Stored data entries
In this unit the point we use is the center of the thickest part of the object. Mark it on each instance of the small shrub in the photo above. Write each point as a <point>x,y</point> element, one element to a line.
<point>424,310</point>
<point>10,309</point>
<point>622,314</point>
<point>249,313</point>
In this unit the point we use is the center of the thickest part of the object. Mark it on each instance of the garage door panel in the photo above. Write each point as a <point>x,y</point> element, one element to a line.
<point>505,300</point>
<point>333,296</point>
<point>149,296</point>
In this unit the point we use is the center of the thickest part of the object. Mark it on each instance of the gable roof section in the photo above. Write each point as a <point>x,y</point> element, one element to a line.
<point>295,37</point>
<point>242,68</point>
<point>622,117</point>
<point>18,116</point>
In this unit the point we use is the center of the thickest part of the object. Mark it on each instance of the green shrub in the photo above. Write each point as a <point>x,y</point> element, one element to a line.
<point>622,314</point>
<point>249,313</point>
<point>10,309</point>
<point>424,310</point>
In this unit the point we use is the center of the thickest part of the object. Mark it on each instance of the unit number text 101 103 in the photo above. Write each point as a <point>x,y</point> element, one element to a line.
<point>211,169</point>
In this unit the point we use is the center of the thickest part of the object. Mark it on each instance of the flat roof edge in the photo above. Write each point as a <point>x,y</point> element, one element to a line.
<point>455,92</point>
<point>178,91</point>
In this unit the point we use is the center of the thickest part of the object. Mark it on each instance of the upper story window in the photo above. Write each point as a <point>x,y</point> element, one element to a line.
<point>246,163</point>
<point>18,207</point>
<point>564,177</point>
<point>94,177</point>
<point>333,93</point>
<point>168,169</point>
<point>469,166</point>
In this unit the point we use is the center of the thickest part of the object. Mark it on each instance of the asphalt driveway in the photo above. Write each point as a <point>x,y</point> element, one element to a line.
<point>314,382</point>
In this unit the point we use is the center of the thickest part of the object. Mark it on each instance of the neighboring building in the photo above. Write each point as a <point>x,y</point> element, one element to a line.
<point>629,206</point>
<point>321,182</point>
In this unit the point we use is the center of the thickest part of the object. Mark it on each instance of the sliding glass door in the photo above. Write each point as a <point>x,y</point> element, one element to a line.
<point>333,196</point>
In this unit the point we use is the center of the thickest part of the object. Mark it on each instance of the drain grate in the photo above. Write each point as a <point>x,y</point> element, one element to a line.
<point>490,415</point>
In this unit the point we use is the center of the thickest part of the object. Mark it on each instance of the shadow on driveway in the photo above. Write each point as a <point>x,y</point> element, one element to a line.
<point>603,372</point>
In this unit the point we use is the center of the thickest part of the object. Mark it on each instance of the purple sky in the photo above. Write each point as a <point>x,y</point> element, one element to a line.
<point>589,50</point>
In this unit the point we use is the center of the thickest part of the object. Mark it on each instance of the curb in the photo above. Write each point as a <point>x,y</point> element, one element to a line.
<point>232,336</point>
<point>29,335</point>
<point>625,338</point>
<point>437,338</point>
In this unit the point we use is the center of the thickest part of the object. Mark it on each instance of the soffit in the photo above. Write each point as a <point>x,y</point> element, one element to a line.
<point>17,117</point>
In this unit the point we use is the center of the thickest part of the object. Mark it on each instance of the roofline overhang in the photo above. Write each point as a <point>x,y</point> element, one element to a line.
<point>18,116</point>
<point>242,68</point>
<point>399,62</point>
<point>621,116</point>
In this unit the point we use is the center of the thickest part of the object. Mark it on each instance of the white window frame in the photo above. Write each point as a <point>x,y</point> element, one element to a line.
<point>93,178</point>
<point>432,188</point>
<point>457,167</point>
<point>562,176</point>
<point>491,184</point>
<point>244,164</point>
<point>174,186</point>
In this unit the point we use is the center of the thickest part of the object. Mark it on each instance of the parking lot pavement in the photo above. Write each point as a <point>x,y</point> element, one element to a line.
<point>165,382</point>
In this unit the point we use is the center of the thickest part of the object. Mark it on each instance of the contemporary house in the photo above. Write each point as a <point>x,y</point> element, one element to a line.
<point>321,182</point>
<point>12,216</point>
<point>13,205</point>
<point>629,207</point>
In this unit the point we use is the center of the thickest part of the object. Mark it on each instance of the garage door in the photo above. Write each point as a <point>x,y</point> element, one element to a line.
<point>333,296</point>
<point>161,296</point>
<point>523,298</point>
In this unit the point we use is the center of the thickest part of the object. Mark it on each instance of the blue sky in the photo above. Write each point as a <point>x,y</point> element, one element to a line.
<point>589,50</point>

WHAT IS BEING ASKED:
Retype exactly. Start at the line with "garage door in" and stop at the last line of the data.

YOUR RESPONSE:
In this unit the point we use is the center of the thickest part of the object. Mark it on each instance of the garage door in the photo above. Write each point as a <point>x,y</point> element, one element to a line.
<point>333,296</point>
<point>161,296</point>
<point>523,298</point>
In this unit the point we use is the center of the thickest part of the object. Mark it on each instance of the blue sky in the photo above. Write each point as a <point>x,y</point> element, one element to a line.
<point>589,50</point>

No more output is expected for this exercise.